» **YOUR OBJECTIVE**
Every record must be retyped as it stands.

----

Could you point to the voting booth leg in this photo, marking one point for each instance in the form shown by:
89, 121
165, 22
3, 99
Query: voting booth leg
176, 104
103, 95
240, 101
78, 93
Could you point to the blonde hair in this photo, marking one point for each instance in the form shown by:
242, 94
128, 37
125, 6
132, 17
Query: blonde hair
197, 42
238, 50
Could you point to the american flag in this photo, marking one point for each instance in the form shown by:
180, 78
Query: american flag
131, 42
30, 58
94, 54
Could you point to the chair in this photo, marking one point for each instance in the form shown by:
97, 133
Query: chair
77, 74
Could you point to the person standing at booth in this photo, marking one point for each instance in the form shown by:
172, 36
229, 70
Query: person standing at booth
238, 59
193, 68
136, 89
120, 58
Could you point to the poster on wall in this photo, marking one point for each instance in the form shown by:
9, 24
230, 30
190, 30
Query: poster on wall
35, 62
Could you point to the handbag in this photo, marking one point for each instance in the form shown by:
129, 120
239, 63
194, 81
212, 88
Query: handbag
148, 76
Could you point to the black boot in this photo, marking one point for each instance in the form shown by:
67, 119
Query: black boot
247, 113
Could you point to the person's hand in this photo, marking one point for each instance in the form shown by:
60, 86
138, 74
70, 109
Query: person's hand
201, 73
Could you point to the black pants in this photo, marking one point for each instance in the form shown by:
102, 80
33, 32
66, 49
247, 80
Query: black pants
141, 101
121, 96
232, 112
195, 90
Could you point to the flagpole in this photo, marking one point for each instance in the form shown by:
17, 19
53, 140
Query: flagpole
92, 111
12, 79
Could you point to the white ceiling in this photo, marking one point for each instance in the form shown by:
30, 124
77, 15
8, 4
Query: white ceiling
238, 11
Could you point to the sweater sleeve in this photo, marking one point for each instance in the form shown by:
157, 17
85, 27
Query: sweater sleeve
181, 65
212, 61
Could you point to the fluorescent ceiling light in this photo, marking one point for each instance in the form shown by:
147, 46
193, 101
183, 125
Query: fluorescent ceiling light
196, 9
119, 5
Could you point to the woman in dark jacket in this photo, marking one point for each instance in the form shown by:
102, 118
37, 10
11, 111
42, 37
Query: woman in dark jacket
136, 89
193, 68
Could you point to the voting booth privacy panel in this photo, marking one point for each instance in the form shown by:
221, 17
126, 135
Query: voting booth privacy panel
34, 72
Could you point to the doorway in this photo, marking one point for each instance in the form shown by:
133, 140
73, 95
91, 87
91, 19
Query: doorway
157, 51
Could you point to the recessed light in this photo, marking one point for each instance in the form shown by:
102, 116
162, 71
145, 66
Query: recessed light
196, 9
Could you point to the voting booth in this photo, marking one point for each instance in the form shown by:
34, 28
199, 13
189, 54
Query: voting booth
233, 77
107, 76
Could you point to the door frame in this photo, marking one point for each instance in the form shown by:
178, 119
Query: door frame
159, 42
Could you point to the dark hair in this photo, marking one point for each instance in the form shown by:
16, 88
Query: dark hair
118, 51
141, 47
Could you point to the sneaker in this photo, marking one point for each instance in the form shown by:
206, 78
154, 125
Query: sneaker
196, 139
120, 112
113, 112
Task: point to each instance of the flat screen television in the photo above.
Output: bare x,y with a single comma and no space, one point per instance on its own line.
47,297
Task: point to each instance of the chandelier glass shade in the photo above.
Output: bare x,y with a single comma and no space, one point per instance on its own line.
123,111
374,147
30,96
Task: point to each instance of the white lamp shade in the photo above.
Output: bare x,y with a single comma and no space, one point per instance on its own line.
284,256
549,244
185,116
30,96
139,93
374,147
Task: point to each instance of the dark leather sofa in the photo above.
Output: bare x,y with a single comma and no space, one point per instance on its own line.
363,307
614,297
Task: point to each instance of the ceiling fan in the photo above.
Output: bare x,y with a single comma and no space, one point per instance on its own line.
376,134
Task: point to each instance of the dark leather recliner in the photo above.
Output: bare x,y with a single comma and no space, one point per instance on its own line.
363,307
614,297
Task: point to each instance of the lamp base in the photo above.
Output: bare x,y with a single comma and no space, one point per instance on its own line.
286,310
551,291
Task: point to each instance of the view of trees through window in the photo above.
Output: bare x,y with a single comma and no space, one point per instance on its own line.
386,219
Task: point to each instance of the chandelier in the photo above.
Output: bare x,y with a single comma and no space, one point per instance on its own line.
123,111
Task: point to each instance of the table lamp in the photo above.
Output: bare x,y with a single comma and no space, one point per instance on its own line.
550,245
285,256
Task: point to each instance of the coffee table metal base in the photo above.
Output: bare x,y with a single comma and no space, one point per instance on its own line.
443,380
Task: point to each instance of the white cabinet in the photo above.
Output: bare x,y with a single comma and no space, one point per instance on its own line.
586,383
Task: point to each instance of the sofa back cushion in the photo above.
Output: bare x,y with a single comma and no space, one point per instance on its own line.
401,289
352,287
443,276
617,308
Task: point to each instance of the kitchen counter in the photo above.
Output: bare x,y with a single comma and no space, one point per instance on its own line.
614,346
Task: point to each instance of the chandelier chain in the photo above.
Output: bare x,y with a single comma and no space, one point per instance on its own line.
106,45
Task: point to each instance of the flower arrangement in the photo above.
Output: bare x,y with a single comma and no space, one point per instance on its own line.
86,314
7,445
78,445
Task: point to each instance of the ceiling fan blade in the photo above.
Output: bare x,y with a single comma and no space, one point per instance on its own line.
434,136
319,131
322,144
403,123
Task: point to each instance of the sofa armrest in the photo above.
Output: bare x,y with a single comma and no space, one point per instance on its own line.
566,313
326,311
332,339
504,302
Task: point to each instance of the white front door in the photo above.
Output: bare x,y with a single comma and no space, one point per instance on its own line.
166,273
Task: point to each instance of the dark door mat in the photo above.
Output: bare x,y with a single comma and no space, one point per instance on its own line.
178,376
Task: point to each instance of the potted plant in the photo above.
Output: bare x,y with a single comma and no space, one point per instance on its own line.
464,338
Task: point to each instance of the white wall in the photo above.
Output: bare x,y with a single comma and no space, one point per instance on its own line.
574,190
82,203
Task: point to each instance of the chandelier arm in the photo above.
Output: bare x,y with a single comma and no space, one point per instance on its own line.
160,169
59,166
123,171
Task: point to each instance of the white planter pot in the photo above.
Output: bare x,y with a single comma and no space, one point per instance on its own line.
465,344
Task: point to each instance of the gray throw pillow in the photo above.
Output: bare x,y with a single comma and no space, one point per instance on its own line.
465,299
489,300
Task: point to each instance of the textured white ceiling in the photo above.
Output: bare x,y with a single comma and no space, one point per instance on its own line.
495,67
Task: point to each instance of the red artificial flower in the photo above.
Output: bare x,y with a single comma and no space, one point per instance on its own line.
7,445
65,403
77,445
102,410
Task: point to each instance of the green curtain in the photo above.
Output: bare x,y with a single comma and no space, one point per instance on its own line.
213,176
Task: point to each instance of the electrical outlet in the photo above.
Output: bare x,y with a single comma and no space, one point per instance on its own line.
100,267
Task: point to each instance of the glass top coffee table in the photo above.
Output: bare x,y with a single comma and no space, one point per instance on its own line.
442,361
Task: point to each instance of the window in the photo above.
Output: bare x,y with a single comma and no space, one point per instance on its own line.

----

» **RESPONSE TO THE EXERCISE**
Could you point to the voting booth leg in this photo, marking one point for each instance in the form shown by:
89, 121
165, 22
3, 99
Query: voting booth leg
176, 104
103, 95
240, 101
78, 93
Could you point to the blonde hair in this photo, marking one point for each instance in the form shown by:
242, 94
128, 37
125, 6
132, 17
Query: blonde hair
197, 42
238, 50
Could you point to the american flag in this photo, marking one point for each instance in the form shown by:
180, 78
Query: american flag
131, 42
30, 58
94, 54
Could you point to the chair in this photo, marking one point for each instance in the form shown by:
97, 133
Query: chair
77, 74
Could you point to the person standing at booth in this photo, marking one point for each instance in the form shown by:
172, 36
229, 70
Query: person standing at booth
238, 59
193, 68
136, 89
120, 58
Could you point to the poster on wall in this photo, marking one point for each instance in the form shown by:
9, 24
230, 30
190, 30
Query: poster on wall
35, 62
Could you point to the handbag in this photo, marking one point for each instance in the form shown by:
129, 120
239, 63
194, 81
212, 88
Query: handbag
148, 76
Could you point to the black boot in this photo, marking one point for each instance in the form shown by:
67, 119
Query: black boot
247, 113
Could you point to the person's hand in this photo, marking one point for each instance in the form shown by:
60, 86
138, 74
70, 109
Query: person's hand
201, 73
Could you point to the black pants in this photo, marking one point for each instance in the form shown by:
102, 80
33, 32
66, 49
247, 80
Query: black pants
141, 101
121, 96
232, 112
195, 90
Could you point to the flagpole in this photo, marking one point for each instance in the form shown by:
17, 19
53, 140
Query: flagpole
92, 111
12, 79
Could you point to the white ceiling in this photo, marking one point for each instance in the form shown by:
30, 124
77, 15
8, 4
Query: white ceiling
238, 11
Could you point to the sweater sleeve in this photo, marking one point for each instance in the form shown by:
157, 17
85, 27
Query: sweater sleeve
181, 65
212, 61
Could you point to the fluorescent ceiling light in this photo, marking one point for each instance in the form shown by:
147, 46
193, 101
183, 125
Query: fluorescent ceiling light
196, 9
119, 5
Could you point to the woman in dark jacket in this photo, marking one point for each instance in the form shown by:
102, 118
37, 10
11, 111
42, 37
Query: woman in dark jacket
136, 89
193, 68
Could you point to the voting booth privacy panel in this photo, marking one point for each instance in the form shown by:
221, 17
126, 135
Query: voting booth privacy panel
34, 72
Could you point to the doorway in this photo, marking one point for each instance in the form shown by:
133, 140
73, 95
91, 87
91, 19
Query: doorway
157, 51
Could you point to the recessed light in this photo, marking one point for each instance in the form shown by:
102, 116
162, 71
145, 66
Query: recessed light
196, 9
Could you point to the voting booth in this photo, marking one point for each instance in the form shown by:
34, 28
199, 13
189, 54
Query: voting booth
233, 77
107, 76
Could you point to the door frame in this photo, marking one point for each instance in the form shown by:
178, 119
Query: door frame
159, 42
Could you point to the dark hair in this photo, marking one point for each instance in the form shown by:
16, 88
Query: dark hair
118, 51
141, 47
Could you point to the sneaker in this photo, marking one point for each instance in the form shown by:
206, 78
154, 125
Query: sneaker
196, 139
120, 112
113, 112
Task: point to each instance of the flat screen television in the photo above.
Output: bare x,y with a single comma and no space, one point per instance on its own line.
47,297
Task: point to each instance of the chandelier glass shade in the photo above.
Output: bare x,y with a single comma and no space, one point per instance on its own line.
123,111
374,147
30,96
Task: point to each instance of the white lamp shade in the photo above.
Output: bare x,y with a single comma and no space, one point per instance on its own line.
284,256
549,244
185,116
30,96
139,93
374,147
Task: point to each instance of the dark leather sofa in the photo above.
Output: bare x,y with a single comma and no space, one point per instance on its own line.
363,307
614,297
Task: point to each instance of the ceiling fan in the photo above.
Output: bare x,y with a single comma and no space, one point per instance on its own line.
376,134
Task: point to each instance of the dark leather recliner in the photo above.
Output: bare x,y with a single comma and no space, one point per instance on its own line.
363,307
614,297
Task: point to each instance of the lamp base in the photo above.
Output: bare x,y with a single comma and no space, one point per instance on its own line.
286,310
551,291
Task: point to each instance of the view of trees through window in the photo above.
Output: bare x,y with a single comma and no space, one point per instance on its own line.
386,219
Task: point to each instance of the chandelier in the photo above.
Output: bare x,y with a single comma and no space, one point per instance on its own line.
123,111
Task: point to each instance of the table lamp in the photo above.
Output: bare x,y with a single comma and no space, one point per instance on its own line.
550,245
285,256
Task: point to each instance of the coffee table metal base in the photo above.
Output: bare x,y with a single comma and no space, one point per instance on its own line.
443,380
Task: point to each instance of the white cabinet in the photo above.
Output: bare x,y with a single comma and no space, one point per instance on its own line.
586,383
Task: point to each instance of the sofa back cushion in the photo above.
Output: bare x,y with a single comma and no space, one point per instance on its own line.
401,289
352,287
443,276
617,308
Task: point to each instance of the kitchen counter in the photo above.
Output: bare x,y with a single comma and no space, one point per instance on its own line.
614,346
Task: point to each instance of the chandelier chain in the photo above.
Output: bare x,y with a single comma and no space, one point per instance on its own line.
106,45
Task: point to each instance of the flower arrangement in the photo above.
Output: bare x,y with a single comma and no space, one point per instance on its own line.
86,314
7,445
78,445
Task: point to each instance of the ceiling fan blade in the photo above.
Output: bare x,y with a single comma and no space, one point per instance on its own line.
434,136
319,131
322,144
403,123
Task: point to each instance of the sofa armrest in the photo above.
Output: bare x,y with a single comma and no space, one point per instance on its own line.
566,313
326,311
332,339
504,302
Task: point to each instance of the white front door in the photo above.
Output: bare x,y with a single comma and no space, one point per instance on its own line.
166,273
Task: point to each instance of the dark door mat in the photo above.
Output: bare x,y with a single comma and no space, one point per instance on its own line.
178,376
Task: point to each instance of the potted plant in the photo above.
Output: bare x,y with a single comma and no space, one point per instance on its own line.
464,338
Task: point to each instance of the white wall in the photo above.
Output: bare x,y with a single comma and no space, one point per instance on its own line.
574,190
82,203
Task: point to each instance of the chandelier arm in the photo above.
Output: bare x,y with a single comma and no space, one point per instance on its own line.
160,169
59,166
123,171
Task: point to each instance of the white planter pot in the photo above.
Output: bare x,y with a single comma and no space, one point per instance on its own line.
465,344
Task: point to each instance of the gray throw pillow in the photo above.
Output: bare x,y with a single comma and no space, one point per instance on its own line.
465,299
489,300
Task: point to each instance of the textured white ceiling in the photo above.
Output: bare x,y with a single comma and no space, one point per instance on its own line.
495,67
Task: point to each instance of the red artificial flower in the photo above.
Output: bare x,y with a single comma and no space, one point per instance on its own line.
7,445
65,403
77,445
102,410
Task: point to each instance of the green curtain in the photo above.
Output: bare x,y with a single comma and no space, one point per instance on its own line.
213,176
Task: point to each instance of the electrical outlet in the photo above.
Output: bare x,y with a single comma and no space, one point per instance on its own line.
100,267
Task: point to each instance of the glass top coffee table in the photo above.
Output: bare x,y with a single comma and no space, one point per instance on its own line.
442,361
Task: point to each instance of the window in the photo above.
Output: bare x,y with a single comma and no space, one point per instance on its own line.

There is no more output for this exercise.